** Exercise directions **
In the listing below, find the line containing "QA pass: verify that each wooden fence". Write out that line and every line after it to the end, exactly and only those.

======== Extracted material

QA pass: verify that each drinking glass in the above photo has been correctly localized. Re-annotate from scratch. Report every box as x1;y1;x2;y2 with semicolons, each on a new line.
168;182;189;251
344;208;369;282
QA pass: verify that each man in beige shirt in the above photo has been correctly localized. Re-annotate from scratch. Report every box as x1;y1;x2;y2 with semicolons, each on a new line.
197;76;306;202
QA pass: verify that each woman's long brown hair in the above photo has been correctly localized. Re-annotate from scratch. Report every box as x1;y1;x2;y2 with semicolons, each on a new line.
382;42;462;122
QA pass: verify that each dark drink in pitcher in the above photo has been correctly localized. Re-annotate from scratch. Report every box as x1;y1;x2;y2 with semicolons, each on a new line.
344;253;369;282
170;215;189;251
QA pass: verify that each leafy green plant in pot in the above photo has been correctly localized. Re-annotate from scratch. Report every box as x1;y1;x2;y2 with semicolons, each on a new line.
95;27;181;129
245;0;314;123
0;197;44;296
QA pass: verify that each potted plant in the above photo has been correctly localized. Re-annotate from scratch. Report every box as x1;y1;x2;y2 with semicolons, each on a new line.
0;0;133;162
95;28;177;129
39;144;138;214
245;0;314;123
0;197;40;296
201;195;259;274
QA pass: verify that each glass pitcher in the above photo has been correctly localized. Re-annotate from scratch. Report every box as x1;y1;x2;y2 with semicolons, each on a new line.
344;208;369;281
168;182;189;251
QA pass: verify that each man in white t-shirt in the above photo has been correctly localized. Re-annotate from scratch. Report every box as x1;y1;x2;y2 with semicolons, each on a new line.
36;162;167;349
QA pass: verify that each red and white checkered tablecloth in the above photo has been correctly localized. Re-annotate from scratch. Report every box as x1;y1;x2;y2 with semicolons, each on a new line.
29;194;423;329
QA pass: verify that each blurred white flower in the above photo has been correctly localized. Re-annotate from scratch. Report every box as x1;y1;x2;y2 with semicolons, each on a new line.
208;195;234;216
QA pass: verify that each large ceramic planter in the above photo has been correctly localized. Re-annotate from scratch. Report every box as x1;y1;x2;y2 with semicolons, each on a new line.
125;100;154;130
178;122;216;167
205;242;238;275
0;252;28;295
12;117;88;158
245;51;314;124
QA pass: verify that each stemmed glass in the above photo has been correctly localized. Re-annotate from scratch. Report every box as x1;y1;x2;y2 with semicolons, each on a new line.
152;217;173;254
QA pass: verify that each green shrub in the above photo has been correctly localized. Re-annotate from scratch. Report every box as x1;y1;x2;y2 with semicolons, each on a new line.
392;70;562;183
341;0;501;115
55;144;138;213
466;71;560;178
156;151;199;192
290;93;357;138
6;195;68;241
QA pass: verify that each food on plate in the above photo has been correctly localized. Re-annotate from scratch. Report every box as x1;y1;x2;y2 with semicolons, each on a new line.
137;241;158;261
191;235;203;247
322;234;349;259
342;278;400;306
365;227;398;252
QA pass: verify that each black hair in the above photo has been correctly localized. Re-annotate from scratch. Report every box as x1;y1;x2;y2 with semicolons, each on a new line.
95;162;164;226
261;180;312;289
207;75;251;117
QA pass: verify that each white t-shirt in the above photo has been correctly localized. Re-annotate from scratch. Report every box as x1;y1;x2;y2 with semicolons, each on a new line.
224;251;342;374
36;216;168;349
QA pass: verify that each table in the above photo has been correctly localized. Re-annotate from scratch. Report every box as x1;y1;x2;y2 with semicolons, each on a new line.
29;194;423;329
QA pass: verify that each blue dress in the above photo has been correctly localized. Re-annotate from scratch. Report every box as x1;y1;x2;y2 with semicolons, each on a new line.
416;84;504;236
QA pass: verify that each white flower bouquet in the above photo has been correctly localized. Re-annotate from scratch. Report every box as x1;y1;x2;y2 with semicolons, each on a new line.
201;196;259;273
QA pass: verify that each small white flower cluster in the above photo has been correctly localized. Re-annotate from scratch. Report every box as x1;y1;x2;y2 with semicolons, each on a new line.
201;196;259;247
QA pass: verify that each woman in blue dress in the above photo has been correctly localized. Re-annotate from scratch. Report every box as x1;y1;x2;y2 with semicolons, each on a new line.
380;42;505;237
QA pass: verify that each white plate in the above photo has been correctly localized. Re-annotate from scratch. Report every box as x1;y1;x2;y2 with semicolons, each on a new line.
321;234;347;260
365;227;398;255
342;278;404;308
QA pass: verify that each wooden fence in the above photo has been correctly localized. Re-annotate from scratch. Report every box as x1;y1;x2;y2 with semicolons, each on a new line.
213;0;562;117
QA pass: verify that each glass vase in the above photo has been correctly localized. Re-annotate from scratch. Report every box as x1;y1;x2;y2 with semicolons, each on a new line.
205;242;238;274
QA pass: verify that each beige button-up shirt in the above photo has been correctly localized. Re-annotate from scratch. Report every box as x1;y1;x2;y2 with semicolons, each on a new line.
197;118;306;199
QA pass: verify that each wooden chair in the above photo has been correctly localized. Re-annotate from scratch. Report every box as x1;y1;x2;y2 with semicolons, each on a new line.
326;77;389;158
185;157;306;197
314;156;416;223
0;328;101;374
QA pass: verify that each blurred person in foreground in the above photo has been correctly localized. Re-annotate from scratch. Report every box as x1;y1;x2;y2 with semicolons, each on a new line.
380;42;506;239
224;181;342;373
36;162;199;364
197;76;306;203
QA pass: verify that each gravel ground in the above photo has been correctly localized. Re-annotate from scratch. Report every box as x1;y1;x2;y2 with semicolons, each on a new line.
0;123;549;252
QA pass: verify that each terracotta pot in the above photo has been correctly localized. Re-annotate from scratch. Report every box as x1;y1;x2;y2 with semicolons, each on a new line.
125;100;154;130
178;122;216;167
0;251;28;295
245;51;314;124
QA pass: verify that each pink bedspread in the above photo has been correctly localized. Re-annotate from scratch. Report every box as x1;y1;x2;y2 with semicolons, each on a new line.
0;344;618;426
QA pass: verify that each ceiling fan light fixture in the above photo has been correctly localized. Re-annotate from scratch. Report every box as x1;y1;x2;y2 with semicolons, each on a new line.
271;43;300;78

================

** Solution for this exercise **
QA pass: verify that each wooden fence in the above photo has been correctly localized. Re-annotate from scratch. Report every box as x1;y1;x2;y2 with semicolons, each on a new line.
213;0;562;117
QA pass: verify that each glass vase in the above photo has been correctly localized. Re-annotate from scratch. Report every box as x1;y1;x2;y2 with semicolons, each on a new line.
205;242;238;274
QA pass: verify that each beige button-up shirt in the above photo has been correctly localized. Re-annotate from scratch. Report every box as x1;y1;x2;y2 with semicolons, each on a new line.
197;118;306;199
QA pass: verify that each wooden chair in the above photo has been correctly localized. Re-annotate from scratch. Report every box as x1;y1;x2;y2 with semicolons, each on a new line.
326;77;389;158
185;157;306;197
314;156;416;223
0;328;101;374
QA pass: verify that each blurred person in foreground in the above photo has been correctly localized. Re-annotate from scratch. Report every box as x1;y1;x2;y2 with semicolons, each on a new line.
380;42;506;239
224;181;342;373
36;162;199;364
197;76;306;203
QA pass: verify that each gravel ground in the above photo has been correctly localized. Re-annotate from scratch. Report every box as x1;y1;x2;y2 with semicolons, each on a new line.
0;123;549;252
QA pass: verify that each terracotta pot in the above photo has been correctly localized. Re-annotate from scratch. Report every box as x1;y1;x2;y2 with semicolons, each on a new line.
125;100;154;130
178;122;216;167
0;251;28;295
245;51;314;124
QA pass: verify that each pink bedspread in the above photo has been correctly localized. Re-annotate from scratch. Report every box as x1;y1;x2;y2 with semicolons, each on a new line.
0;344;618;426
QA pass: verify that each ceiling fan light fixture in the above photo has been correctly localized. Re-annotate from scratch. Report every box as x1;y1;x2;y2 with semicolons, each on a new line.
271;43;300;78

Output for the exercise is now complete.